INSTRUCTIONS FOR THE TASK:
Copy each of the items below word for word, changing nothing.

Pointing dataset items
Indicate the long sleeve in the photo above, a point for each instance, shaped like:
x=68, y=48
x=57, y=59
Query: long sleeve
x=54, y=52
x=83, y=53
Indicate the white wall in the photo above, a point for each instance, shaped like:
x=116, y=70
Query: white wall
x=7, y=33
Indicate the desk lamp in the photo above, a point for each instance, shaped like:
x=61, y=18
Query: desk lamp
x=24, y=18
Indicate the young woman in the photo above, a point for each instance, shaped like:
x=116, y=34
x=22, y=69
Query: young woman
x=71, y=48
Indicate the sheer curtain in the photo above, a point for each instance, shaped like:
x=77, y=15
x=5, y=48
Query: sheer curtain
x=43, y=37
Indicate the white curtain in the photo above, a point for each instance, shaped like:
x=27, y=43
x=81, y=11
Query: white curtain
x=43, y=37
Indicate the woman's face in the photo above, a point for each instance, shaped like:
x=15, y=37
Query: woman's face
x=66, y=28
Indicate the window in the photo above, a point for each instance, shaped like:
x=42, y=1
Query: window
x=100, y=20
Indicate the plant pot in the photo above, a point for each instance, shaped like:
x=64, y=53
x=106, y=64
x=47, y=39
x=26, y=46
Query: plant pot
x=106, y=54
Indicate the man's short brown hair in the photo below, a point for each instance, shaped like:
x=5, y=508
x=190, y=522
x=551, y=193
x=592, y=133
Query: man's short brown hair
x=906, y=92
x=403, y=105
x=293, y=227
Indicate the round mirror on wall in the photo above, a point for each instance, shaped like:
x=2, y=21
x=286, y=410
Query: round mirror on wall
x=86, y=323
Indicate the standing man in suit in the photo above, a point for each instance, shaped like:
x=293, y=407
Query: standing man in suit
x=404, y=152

FULL SOLUTION:
Indicate the long sleeve in the photo above, a point for each instance, shaped like:
x=68, y=48
x=57, y=59
Query: long sleeve
x=54, y=52
x=83, y=53
Indicate the white wall in the photo above, a point for each instance, shaped like:
x=116, y=70
Query: white wall
x=7, y=33
Indicate the desk lamp in the photo above, a point for each instance, shaped like:
x=61, y=18
Query: desk lamp
x=24, y=18
Indicate the young woman in the photo above, a point for each instance, shaped like:
x=116, y=34
x=22, y=69
Query: young woman
x=71, y=48
Indicate the sheer curtain in the photo above, a point for each instance, shaped like:
x=77, y=15
x=5, y=48
Query: sheer curtain
x=43, y=37
Indicate the white curtain in the photo above, a point for each instance, shaped like:
x=27, y=43
x=81, y=11
Query: white curtain
x=43, y=37
Indicate the woman's face in the photo above, a point for each instance, shaped like:
x=15, y=37
Query: woman's face
x=66, y=28
Indicate the window in the photo above, a point for each instance, shaped like:
x=42, y=1
Query: window
x=100, y=20
Indicate the plant pot in the photo above, a point for each instance, shaped like:
x=64, y=53
x=106, y=64
x=47, y=39
x=26, y=46
Query: plant pot
x=106, y=54
Indicate the man's short brown hair in the photo below, a point for each instance, shaped like:
x=5, y=508
x=190, y=522
x=551, y=193
x=592, y=133
Query: man's short brown hair
x=906, y=92
x=403, y=105
x=293, y=227
Indicate the round mirror on wall in the photo above, a point for each instance, shaped like:
x=2, y=21
x=286, y=410
Query: round mirror on wall
x=86, y=323
Indicate the standing man in suit in the photo above, a point for each instance, shaped like:
x=293, y=407
Query: standing man in suit
x=404, y=152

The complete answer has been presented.